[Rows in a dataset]
• • • • • • •

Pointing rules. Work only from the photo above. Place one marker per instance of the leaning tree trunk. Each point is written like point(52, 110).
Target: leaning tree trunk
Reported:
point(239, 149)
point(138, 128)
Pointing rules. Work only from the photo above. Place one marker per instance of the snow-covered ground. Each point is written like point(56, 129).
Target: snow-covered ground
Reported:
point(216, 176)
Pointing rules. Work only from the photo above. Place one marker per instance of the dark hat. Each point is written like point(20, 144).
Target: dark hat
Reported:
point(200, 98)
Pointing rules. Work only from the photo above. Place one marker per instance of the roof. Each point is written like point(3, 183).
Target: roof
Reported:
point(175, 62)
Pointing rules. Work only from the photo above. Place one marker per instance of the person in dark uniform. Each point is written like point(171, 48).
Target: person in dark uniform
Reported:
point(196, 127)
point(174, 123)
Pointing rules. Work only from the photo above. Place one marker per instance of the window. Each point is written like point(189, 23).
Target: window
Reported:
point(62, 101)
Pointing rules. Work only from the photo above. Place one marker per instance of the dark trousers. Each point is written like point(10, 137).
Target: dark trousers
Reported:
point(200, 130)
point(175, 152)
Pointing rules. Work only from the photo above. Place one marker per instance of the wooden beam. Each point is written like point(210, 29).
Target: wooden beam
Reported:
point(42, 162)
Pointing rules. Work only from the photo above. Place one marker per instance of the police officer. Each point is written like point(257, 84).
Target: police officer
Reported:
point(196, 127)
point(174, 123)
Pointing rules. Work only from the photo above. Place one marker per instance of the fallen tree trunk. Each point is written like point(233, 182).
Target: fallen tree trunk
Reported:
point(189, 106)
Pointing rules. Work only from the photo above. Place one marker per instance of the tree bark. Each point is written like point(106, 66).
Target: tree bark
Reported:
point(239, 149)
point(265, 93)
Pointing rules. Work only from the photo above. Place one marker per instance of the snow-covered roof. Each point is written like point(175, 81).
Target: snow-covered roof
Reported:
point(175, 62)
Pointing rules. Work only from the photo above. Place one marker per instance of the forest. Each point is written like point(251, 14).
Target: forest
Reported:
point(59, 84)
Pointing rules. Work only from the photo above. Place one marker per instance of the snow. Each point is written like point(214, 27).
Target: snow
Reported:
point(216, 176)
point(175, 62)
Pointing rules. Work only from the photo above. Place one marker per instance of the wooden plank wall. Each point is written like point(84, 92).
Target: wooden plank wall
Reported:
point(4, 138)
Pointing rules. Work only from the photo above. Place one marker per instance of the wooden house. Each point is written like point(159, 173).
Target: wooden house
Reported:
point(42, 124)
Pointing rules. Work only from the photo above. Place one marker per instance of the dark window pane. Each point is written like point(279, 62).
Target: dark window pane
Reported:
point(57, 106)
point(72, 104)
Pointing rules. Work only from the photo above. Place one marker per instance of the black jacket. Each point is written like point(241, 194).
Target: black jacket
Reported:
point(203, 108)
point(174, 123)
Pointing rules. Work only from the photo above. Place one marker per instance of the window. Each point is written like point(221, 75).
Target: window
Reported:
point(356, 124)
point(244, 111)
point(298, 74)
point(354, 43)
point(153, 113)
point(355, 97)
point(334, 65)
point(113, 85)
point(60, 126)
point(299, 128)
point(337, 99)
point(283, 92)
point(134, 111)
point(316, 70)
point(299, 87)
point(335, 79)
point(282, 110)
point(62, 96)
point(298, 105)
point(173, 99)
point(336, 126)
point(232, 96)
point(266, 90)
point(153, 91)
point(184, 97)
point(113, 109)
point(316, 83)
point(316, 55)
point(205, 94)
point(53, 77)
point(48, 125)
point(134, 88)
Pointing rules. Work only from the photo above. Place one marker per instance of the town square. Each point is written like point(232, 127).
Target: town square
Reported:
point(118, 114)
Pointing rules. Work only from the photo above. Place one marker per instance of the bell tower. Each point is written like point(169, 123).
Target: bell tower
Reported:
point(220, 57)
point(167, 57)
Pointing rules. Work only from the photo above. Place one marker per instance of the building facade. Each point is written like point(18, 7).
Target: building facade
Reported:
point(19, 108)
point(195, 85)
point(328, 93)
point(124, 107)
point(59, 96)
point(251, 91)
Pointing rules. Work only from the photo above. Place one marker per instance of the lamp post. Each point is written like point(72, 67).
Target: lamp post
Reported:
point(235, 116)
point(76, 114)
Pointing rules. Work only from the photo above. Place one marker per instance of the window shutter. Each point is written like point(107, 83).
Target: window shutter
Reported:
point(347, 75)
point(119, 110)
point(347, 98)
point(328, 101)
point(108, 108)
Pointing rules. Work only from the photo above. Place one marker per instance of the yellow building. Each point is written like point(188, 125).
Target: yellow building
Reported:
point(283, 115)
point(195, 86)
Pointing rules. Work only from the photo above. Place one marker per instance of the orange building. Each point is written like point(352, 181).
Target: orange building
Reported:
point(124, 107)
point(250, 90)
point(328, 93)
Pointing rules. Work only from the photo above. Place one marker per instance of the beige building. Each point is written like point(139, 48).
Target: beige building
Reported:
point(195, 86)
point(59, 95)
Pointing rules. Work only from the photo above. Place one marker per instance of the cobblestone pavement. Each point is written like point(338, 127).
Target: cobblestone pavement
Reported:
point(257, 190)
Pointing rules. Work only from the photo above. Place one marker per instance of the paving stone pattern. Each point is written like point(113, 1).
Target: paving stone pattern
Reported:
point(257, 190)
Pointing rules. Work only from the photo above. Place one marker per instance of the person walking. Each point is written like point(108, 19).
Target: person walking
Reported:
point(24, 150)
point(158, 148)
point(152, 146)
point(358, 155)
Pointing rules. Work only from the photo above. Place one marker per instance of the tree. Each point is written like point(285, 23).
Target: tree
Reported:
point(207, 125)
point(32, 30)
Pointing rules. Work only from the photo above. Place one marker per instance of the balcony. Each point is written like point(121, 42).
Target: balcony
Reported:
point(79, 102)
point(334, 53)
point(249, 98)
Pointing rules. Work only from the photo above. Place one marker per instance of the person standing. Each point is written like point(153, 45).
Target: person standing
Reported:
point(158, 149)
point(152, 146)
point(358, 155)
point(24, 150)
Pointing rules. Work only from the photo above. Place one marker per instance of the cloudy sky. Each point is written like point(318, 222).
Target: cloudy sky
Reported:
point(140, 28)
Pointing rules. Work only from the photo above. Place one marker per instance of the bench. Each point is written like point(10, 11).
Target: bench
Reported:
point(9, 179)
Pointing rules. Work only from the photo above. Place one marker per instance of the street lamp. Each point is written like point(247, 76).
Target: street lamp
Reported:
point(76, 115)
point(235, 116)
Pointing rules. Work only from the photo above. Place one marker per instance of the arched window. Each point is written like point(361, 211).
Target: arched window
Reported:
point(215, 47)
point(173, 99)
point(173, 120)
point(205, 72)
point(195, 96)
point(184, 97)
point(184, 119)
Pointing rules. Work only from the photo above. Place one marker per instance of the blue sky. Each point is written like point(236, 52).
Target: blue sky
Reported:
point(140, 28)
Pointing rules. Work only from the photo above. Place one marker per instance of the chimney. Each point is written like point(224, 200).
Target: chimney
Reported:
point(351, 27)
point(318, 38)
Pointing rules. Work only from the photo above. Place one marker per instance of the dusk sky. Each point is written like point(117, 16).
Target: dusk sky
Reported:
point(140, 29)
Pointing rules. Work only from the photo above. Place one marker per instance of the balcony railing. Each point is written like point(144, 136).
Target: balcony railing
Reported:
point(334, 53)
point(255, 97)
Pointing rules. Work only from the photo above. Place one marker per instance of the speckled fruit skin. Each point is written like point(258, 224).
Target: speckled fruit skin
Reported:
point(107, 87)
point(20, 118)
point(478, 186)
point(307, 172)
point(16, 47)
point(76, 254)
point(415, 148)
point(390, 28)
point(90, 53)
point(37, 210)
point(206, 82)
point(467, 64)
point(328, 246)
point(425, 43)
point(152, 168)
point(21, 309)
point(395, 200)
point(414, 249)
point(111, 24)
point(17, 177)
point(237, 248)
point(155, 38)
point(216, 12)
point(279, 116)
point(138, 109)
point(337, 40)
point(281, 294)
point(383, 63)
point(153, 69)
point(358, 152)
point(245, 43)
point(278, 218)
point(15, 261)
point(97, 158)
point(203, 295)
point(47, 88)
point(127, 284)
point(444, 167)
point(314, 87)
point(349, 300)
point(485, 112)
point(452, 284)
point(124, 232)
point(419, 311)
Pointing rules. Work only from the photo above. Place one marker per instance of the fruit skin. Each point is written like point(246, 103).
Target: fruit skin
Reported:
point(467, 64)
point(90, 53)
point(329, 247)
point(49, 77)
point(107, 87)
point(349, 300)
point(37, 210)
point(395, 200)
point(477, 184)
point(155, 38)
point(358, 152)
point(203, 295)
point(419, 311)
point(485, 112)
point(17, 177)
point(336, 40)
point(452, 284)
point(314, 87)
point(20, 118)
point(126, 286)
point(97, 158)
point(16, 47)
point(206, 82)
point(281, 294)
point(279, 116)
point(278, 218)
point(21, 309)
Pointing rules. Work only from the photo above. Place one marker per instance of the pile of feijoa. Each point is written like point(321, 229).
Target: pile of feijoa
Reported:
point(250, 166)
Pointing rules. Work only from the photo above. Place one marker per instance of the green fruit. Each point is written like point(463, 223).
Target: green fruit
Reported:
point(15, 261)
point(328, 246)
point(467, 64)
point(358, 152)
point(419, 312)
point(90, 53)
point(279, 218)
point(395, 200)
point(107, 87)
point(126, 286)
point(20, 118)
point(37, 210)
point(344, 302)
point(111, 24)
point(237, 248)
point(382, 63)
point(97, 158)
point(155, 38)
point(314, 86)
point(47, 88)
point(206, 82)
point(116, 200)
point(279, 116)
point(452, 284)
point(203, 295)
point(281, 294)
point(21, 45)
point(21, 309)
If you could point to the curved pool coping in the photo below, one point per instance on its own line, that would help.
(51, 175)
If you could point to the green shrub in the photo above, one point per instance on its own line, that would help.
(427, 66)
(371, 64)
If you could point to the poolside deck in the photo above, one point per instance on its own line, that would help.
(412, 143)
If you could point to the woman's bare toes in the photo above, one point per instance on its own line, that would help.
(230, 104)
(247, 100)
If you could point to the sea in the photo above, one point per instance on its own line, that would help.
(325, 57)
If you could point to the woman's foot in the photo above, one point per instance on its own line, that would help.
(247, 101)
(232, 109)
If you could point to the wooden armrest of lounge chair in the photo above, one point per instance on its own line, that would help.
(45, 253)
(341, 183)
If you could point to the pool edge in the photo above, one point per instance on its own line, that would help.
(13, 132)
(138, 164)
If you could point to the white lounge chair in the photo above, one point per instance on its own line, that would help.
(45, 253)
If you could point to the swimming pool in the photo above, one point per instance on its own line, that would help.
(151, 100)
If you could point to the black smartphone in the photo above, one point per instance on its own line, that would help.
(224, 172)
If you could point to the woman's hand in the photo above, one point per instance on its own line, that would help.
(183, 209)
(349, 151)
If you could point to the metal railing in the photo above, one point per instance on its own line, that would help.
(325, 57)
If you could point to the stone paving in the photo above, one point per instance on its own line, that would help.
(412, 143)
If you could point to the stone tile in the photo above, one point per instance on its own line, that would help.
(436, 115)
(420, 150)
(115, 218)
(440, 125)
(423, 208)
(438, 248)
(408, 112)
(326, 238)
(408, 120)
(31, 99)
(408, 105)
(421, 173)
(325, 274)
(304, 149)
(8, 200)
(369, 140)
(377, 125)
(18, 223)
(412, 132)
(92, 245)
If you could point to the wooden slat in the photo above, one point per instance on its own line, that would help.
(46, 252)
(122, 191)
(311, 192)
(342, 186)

• • • • • • •

● What you need to do
Rewrite the stretch from the line containing "like point(189, 23)." through the line containing "point(175, 152)", requests included. Multiply every point coordinate in the answers by 0.75 and round to whole numbers, halves up, but keep the numbers in the requests and their format samples as they are.

● Output
Pointing rules. Work only from the photo above. Place one marker per instance of the window. Each point is written like point(189, 23).
Target: window
Reported:
point(47, 76)
Pointing rules. Work only from the photo above. Place one marker per instance of the dark trousers. Each point is written like point(10, 137).
Target: dark trousers
Reported:
point(150, 98)
point(131, 114)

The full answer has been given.